Task to complete
Only lines that contain the word "after" are to be returned from the data below.

----- Given records

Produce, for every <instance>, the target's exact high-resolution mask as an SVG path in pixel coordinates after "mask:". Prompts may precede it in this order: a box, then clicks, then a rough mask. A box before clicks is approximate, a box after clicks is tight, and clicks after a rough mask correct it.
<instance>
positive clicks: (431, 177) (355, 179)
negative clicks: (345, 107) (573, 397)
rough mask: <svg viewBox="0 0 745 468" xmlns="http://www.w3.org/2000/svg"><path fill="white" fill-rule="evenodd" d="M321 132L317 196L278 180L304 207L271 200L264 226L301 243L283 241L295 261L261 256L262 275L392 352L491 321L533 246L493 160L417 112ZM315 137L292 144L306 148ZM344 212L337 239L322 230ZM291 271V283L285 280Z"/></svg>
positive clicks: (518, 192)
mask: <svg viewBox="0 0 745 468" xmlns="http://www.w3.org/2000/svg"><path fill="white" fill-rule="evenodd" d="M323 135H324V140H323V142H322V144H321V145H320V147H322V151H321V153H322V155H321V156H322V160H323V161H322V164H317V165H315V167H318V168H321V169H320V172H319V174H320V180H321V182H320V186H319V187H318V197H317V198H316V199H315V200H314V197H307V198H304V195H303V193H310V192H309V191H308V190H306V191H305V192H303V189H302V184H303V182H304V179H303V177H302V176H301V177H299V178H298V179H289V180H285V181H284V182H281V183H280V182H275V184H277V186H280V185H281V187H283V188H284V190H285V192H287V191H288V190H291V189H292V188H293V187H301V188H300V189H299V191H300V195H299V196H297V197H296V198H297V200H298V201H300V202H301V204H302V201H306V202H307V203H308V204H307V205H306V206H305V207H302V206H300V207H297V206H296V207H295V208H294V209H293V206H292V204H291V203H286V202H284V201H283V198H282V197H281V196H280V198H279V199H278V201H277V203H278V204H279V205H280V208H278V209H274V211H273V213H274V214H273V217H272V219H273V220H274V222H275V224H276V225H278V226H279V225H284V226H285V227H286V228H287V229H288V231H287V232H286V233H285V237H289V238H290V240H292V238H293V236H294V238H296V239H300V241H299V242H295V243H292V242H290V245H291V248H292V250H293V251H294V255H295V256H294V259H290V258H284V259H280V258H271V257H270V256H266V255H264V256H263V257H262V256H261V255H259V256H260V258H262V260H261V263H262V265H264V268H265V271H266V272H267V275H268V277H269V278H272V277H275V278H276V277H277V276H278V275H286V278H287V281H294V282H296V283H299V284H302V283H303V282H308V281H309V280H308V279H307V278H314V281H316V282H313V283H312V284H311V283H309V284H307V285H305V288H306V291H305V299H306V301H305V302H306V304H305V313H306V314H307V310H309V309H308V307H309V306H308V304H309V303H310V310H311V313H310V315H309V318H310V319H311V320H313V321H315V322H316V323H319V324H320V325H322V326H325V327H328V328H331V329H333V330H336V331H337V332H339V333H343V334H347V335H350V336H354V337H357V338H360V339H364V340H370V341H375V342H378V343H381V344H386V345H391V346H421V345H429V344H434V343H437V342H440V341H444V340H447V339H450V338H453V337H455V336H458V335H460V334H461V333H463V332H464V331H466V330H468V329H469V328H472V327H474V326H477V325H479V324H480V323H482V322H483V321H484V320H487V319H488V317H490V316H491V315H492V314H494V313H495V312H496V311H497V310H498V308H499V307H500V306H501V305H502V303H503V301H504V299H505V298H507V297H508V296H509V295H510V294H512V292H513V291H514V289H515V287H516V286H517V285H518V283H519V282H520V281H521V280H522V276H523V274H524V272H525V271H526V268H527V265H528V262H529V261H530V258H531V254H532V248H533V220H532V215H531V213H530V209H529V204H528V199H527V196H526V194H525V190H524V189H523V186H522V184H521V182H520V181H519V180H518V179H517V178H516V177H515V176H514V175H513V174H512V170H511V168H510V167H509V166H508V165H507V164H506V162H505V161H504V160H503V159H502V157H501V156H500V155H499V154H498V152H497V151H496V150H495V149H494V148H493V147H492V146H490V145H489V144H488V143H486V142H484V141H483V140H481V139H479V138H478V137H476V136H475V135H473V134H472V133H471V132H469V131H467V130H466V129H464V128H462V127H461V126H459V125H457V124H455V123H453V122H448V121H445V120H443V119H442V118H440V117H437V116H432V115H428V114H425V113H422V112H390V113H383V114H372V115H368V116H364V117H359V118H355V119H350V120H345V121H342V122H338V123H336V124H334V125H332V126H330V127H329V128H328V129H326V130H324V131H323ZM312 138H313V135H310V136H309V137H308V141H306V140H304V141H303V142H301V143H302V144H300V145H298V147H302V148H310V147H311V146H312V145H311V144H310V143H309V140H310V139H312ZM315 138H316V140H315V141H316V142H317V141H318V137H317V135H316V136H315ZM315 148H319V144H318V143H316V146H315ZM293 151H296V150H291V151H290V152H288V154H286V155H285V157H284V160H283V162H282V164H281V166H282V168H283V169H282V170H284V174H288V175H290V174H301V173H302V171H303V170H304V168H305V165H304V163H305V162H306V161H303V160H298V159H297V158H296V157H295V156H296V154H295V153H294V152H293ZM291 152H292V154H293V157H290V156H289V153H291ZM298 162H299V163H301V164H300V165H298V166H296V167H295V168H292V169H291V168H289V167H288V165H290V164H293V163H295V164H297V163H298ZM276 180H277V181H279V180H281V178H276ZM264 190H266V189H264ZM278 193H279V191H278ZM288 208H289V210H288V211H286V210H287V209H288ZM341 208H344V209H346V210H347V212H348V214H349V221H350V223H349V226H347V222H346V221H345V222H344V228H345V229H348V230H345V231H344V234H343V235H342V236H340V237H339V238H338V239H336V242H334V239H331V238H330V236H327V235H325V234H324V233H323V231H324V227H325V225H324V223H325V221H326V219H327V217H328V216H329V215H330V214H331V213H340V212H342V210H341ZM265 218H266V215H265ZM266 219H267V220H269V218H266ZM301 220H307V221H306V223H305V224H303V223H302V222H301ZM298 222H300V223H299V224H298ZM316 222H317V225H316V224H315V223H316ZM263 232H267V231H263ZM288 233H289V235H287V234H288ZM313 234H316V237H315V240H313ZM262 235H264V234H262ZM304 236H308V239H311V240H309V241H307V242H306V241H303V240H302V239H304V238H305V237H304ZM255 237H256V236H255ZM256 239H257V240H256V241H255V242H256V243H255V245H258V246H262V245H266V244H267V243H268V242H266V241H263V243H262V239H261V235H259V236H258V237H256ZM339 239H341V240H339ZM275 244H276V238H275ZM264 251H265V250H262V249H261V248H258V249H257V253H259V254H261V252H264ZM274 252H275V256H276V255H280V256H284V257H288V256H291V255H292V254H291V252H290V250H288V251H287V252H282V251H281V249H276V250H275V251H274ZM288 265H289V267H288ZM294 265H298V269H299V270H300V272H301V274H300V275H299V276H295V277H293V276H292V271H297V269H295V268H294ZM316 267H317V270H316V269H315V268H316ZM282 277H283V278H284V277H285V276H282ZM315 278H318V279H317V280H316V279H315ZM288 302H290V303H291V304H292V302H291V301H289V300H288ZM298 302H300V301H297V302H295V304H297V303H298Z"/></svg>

----------
----- Given records

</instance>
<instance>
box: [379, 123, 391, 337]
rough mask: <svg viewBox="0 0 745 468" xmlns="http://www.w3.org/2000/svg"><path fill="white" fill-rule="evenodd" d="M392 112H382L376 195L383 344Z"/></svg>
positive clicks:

----------
----- Given records

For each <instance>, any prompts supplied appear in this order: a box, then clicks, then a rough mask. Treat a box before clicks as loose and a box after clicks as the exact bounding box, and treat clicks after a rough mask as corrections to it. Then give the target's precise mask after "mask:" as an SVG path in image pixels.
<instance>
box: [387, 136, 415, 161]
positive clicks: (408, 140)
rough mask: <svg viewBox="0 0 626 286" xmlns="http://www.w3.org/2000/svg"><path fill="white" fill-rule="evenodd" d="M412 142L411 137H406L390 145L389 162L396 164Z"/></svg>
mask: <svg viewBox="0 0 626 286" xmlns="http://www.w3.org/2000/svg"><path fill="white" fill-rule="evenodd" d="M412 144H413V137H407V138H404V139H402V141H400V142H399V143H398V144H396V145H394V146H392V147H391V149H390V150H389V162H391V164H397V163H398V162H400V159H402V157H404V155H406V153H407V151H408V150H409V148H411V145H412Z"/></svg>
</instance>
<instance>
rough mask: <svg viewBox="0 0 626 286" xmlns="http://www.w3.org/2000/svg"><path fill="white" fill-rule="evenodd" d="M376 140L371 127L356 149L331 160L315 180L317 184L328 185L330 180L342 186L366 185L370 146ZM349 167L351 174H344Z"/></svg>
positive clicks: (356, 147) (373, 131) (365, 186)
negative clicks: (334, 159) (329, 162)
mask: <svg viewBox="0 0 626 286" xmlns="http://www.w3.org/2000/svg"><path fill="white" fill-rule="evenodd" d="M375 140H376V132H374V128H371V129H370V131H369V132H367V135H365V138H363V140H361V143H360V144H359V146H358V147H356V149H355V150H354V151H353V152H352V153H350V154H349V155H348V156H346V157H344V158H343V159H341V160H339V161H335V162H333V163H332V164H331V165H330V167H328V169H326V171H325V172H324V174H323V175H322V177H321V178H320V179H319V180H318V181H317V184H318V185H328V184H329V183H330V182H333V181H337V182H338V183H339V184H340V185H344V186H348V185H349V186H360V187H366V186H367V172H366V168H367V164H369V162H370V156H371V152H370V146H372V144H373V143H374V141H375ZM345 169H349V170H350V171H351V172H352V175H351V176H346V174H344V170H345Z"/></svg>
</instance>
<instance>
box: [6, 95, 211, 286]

----------

Task solution
Produce, for every <instance>, the target's exact high-resolution mask as an SVG path in pixel coordinates after "mask:". Prompts may precede it in this order: a box, then clicks, then a rough mask. A box before clicks is approximate, a box after clicks is tight, and clicks after a rough mask correct it.
For each <instance>, any prompts supplied appear in this order: a box, then clicks, then a rough mask. Treat a box before clicks as loose and a box after clicks as the exact bounding box, and treat clicks after a rough mask as corrections to it. Then give the target's precise mask after "mask:" as an SVG path in image pixels.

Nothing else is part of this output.